*Region pointing data*.
^^^^^^^^

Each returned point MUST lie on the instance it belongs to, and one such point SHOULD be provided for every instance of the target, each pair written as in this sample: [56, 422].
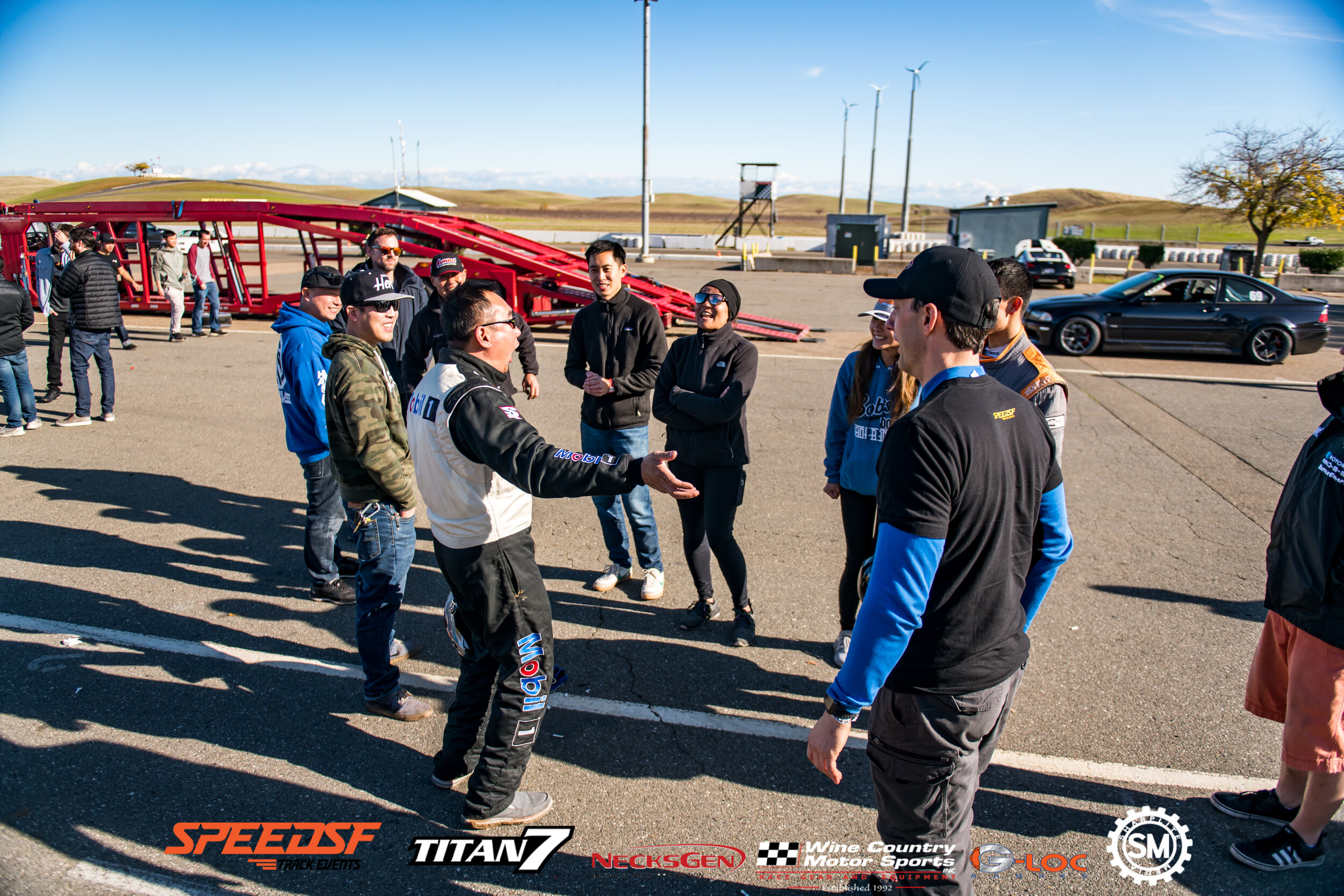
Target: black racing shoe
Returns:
[1261, 805]
[698, 614]
[338, 591]
[744, 629]
[528, 805]
[1284, 851]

^^^^^^^^

*Assigned task*.
Restate each entry exactly, omitting pictures.

*Exercise response*.
Each returned point MUST lie on the instance it belongs to, and one such point SHOULD be provided for every instance of the target, each pair written as in this sample: [56, 422].
Target: black racing shoe
Returns:
[1261, 805]
[698, 614]
[338, 591]
[744, 629]
[528, 805]
[1284, 851]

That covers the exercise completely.